High nonlinear figure-of-merit amorphous silicon waveguides

J. Matres; G. C. Ballesteros; P. Gautier; J-M Fédéli; J. Martí; C. J. Oton

doi:10.1364/OE.21.003932

1. Introduction

Silicon photonics technology is becoming increasingly competitive with respect to alternative platforms, in particular because devices can be mass-produced using CMOS technology at a very low cost per unit. Implementing nonlinear functions in silicon photonics, e.g. all-optical switching or routing, has attracted significant interest since they allow much higher speeds compared to electrically-controlled switches. Many different nonlinear devices have been reported in the last years, such as all-optical modulators, [1] wavelength converters, [2] and parametric amplifiers [3]. Moreover, all of them can be easily integrated to generate more complex devices within a small area thanks to the high refractive index of silicon.

Annotation dataset entries:

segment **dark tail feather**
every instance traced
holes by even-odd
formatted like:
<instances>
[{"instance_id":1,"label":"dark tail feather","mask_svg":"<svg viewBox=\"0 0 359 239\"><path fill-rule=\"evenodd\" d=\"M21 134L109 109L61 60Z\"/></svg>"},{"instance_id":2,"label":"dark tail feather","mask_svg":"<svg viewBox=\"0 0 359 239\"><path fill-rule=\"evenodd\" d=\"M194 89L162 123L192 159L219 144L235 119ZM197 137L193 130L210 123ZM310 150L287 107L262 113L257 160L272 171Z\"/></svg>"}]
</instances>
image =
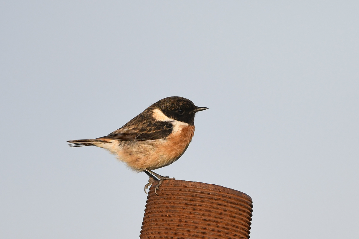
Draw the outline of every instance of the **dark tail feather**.
<instances>
[{"instance_id":1,"label":"dark tail feather","mask_svg":"<svg viewBox=\"0 0 359 239\"><path fill-rule=\"evenodd\" d=\"M95 146L94 143L106 143L106 140L102 139L75 139L75 140L69 140L67 141L70 143L69 146L71 147L82 147L82 146L89 146L93 145Z\"/></svg>"}]
</instances>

▸ PARTS OF THE EXERCISE:
a) In the silicon photonics introduction, what technology allows devices to be mass-produced at a very low cost per unit?
b) Echo the silicon photonics introduction starting with "Silicon photonics technology" and going on through "index of silicon.".

▸ ANSWERS GIVEN:
a) CMOS technology

b)
Silicon photonics technology is becoming increasingly competitive with respect to alternative platforms, in particular because devices can be mass-produced using CMOS technology at a very low cost per unit. Implementing nonlinear functions in silicon photonics, e.g. all-optical switching or routing, has attracted significant interest since they allow much higher speeds compared to electrically-controlled switches. Many different nonlinear devices have been reported in the last years, such as all-optical modulators, [1] wavelength converters, [2] and parametric amplifiers [3]. Moreover, all of them can be easily integrated to generate more complex devices within a small area thanks to the high refractive index of silicon.